(Object location annotation data)
* Start *
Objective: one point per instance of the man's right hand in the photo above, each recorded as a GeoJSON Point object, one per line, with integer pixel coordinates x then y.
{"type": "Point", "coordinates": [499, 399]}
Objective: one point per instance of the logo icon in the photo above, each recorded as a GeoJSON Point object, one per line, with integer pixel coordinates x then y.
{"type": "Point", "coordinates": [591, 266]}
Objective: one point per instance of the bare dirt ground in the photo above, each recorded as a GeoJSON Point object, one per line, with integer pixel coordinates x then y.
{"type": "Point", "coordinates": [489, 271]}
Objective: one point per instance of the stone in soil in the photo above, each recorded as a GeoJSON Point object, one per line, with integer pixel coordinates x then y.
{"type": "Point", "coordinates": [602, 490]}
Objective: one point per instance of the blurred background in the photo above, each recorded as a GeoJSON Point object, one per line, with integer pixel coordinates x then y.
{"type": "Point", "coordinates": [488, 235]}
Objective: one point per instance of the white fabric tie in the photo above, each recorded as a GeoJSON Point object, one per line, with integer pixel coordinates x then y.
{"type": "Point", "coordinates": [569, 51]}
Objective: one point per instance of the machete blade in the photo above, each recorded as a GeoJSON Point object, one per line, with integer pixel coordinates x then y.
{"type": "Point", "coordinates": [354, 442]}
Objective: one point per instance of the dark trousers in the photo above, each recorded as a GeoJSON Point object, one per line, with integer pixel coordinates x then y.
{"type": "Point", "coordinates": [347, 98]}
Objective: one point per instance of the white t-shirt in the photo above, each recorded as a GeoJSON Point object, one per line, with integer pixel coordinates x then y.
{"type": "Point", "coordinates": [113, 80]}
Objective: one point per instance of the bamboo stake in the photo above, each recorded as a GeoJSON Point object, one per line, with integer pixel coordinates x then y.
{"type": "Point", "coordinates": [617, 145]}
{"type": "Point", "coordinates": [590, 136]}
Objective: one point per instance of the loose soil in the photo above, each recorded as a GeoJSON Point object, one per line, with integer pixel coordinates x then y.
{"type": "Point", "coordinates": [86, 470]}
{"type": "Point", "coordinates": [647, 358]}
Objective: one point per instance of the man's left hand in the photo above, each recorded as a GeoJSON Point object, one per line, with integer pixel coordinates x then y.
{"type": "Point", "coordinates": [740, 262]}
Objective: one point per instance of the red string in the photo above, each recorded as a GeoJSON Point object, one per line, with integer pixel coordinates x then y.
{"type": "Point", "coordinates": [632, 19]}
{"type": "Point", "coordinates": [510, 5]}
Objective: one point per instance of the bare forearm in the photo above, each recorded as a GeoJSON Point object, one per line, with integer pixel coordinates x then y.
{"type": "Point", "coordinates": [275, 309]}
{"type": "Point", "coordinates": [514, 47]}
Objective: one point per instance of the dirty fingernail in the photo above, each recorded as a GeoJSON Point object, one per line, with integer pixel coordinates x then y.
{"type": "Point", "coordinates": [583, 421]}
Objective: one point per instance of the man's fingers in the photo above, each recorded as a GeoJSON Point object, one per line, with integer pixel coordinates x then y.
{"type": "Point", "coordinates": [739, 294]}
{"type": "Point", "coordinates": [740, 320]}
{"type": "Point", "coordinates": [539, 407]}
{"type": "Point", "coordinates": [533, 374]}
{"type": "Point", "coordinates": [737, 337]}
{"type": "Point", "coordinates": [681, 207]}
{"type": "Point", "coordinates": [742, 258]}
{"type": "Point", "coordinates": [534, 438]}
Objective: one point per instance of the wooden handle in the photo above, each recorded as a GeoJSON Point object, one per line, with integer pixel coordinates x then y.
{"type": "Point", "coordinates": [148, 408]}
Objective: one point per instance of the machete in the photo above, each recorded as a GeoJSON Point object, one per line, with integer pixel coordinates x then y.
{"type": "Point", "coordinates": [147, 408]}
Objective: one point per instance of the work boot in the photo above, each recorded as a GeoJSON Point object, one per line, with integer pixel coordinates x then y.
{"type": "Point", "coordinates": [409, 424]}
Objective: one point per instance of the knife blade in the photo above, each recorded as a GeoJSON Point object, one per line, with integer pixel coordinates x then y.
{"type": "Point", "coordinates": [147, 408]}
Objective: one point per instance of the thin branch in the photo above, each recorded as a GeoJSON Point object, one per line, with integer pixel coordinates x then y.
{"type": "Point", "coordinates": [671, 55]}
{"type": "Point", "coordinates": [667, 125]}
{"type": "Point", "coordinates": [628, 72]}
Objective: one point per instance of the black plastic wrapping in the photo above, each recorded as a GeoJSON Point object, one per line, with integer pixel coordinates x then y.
* End *
◆ WHAT THE TASK ASKS: Present every line of the material above as a Markdown table with two columns, n for the row number and Line for the line itself, leaving out blank lines.

◆ SOLUTION TO THE EXERCISE:
| n | Line |
|---|---|
| 1 | Objective: one point per instance of the man's right hand in the photo above, each recorded as a GeoJSON Point object, one per line, with integer pixel coordinates x then y. |
| 2 | {"type": "Point", "coordinates": [499, 399]} |
| 3 | Objective: one point per instance of the logo icon in the photo above, each recorded as a GeoJSON Point object, one per line, with integer pixel coordinates x then y. |
| 4 | {"type": "Point", "coordinates": [591, 266]} |
| 5 | Objective: one point per instance of the bare dirt ground in the photo above, each recorded as a GeoJSON Point object, one per line, with integer pixel coordinates x then y. |
| 6 | {"type": "Point", "coordinates": [489, 271]} |
| 7 | Objective: one point per instance of the stone in soil in the photo above, each recorded as a GeoJSON Point object, one per line, with integer pixel coordinates x then y. |
| 8 | {"type": "Point", "coordinates": [602, 490]} |
| 9 | Objective: one point per instance of the blurred background in the photo above, each recorded as a GeoJSON Point object, one per line, with integer pixel coordinates x then y. |
| 10 | {"type": "Point", "coordinates": [488, 235]} |
| 11 | Objective: one point per instance of the white fabric tie in the photo above, each recorded as a GeoJSON Point object, one per line, with integer pixel coordinates x then y. |
| 12 | {"type": "Point", "coordinates": [569, 51]} |
| 13 | Objective: one point per instance of the machete blade in the photo above, each recorded as a GeoJSON Point object, one per line, with integer pixel coordinates x then y. |
| 14 | {"type": "Point", "coordinates": [354, 442]} |
| 15 | Objective: one point per instance of the dark trousers in the photo above, each recorded as a GeoJSON Point object, one per line, with integer pixel coordinates x then y. |
| 16 | {"type": "Point", "coordinates": [347, 98]} |
| 17 | Objective: one point per instance of the white t-shirt in the photo above, each recorded as a GeoJSON Point object, one per line, with integer pixel coordinates x then y. |
| 18 | {"type": "Point", "coordinates": [113, 80]} |
| 19 | Objective: one point per instance of the bamboo stake in the photo above, each recorded as a GeoJSON Point object, one per line, with integer pixel coordinates x then y. |
| 20 | {"type": "Point", "coordinates": [617, 145]} |
| 21 | {"type": "Point", "coordinates": [590, 136]} |
| 22 | Objective: one point per instance of the loose soil in the photo above, each recorded as a GeoJSON Point object, one per line, with integer pixel coordinates x then y. |
| 23 | {"type": "Point", "coordinates": [86, 470]} |
| 24 | {"type": "Point", "coordinates": [647, 358]} |
| 25 | Objective: one point per instance of the man's left hand in the photo above, each recorded as a GeoJSON Point object, one per line, with integer pixel coordinates x then y. |
| 26 | {"type": "Point", "coordinates": [740, 262]} |
| 27 | Objective: one point per instance of the red string in the photo above, each recorded as a GeoJSON Point object, one per line, with integer pixel coordinates x then y. |
| 28 | {"type": "Point", "coordinates": [632, 19]} |
| 29 | {"type": "Point", "coordinates": [510, 5]} |
| 30 | Objective: one point per instance of the bare forearm in the photo above, each recorded as a GeoJSON Point object, one per line, with integer pixel coordinates x then y. |
| 31 | {"type": "Point", "coordinates": [275, 309]} |
| 32 | {"type": "Point", "coordinates": [514, 47]} |
| 33 | Objective: one point per instance of the dirty fingernail in the photo above, each recorded as a GeoJSON Point object, one per line, with integer pixel coordinates x then y. |
| 34 | {"type": "Point", "coordinates": [583, 421]} |
| 35 | Objective: one point per instance of the man's fingers in the photo above, each recorded as a GeoJSON Point object, one per line, with integer pixel coordinates x then y. |
| 36 | {"type": "Point", "coordinates": [739, 294]} |
| 37 | {"type": "Point", "coordinates": [740, 320]} |
| 38 | {"type": "Point", "coordinates": [539, 407]} |
| 39 | {"type": "Point", "coordinates": [533, 374]} |
| 40 | {"type": "Point", "coordinates": [737, 337]} |
| 41 | {"type": "Point", "coordinates": [681, 207]} |
| 42 | {"type": "Point", "coordinates": [742, 258]} |
| 43 | {"type": "Point", "coordinates": [534, 438]} |
| 44 | Objective: one point per instance of the wooden handle in the photo above, each recorded as a GeoJSON Point object, one per line, with integer pixel coordinates x then y. |
| 45 | {"type": "Point", "coordinates": [148, 408]} |
| 46 | Objective: one point per instance of the machete in the photo above, each recorded as a GeoJSON Point object, one per line, with integer pixel coordinates x then y. |
| 47 | {"type": "Point", "coordinates": [147, 408]} |
| 48 | Objective: one point per instance of the work boot in the photo above, each recorded as a GeoJSON Point object, one per line, with integer pixel coordinates x then y. |
| 49 | {"type": "Point", "coordinates": [409, 424]} |
| 50 | Objective: one point per instance of the knife blade in the photo above, each recorded as a GeoJSON Point object, one per line, with integer pixel coordinates x then y. |
| 51 | {"type": "Point", "coordinates": [147, 408]} |
| 52 | Objective: one point per instance of the thin branch in the photo above, each recorded as a GeoJSON Point object, one per line, with integer pixel coordinates x then y. |
| 53 | {"type": "Point", "coordinates": [671, 55]} |
| 54 | {"type": "Point", "coordinates": [667, 125]} |
| 55 | {"type": "Point", "coordinates": [628, 72]} |
| 56 | Objective: one point per instance of the black plastic wrapping in the photo above, each recorded as a GeoJSON Point object, one per line, with integer pixel coordinates x then y. |